Data entries
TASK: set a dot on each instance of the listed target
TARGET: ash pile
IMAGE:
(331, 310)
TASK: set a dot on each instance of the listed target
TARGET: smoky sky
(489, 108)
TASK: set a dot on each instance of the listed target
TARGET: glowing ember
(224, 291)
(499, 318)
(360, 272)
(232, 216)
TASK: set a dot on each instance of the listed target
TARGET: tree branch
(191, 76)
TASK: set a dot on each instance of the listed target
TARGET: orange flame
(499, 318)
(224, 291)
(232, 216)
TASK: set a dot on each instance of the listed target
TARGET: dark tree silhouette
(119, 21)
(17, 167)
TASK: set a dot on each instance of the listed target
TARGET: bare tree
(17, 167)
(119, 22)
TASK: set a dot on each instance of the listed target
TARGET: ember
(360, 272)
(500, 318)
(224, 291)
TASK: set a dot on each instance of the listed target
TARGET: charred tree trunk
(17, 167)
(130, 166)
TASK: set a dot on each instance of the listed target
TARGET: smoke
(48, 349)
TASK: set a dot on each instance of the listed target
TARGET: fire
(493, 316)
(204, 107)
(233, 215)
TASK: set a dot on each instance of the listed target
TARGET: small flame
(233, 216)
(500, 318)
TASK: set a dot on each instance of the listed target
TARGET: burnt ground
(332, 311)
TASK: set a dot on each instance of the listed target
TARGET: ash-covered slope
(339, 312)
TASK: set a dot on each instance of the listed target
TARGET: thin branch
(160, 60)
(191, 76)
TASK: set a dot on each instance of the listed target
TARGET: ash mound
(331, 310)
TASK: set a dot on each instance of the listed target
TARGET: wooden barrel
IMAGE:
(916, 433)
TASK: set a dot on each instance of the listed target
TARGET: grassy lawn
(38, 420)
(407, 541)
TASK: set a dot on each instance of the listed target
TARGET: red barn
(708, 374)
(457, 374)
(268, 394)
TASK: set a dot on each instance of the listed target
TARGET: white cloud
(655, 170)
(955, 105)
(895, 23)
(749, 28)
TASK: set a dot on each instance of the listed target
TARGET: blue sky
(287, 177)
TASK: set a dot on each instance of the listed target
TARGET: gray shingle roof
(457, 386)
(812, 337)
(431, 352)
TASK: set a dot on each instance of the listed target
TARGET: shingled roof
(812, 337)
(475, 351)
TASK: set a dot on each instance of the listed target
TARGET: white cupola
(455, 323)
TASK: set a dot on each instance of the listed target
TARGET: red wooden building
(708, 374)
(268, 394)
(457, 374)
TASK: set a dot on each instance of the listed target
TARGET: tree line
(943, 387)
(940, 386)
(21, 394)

Instructions to follow
Gather every line of the records above that contains the string "flame", treating uppercase and lowercase letters as different.

Reply to the exercise
TARGET: orange flame
TARGET: small flame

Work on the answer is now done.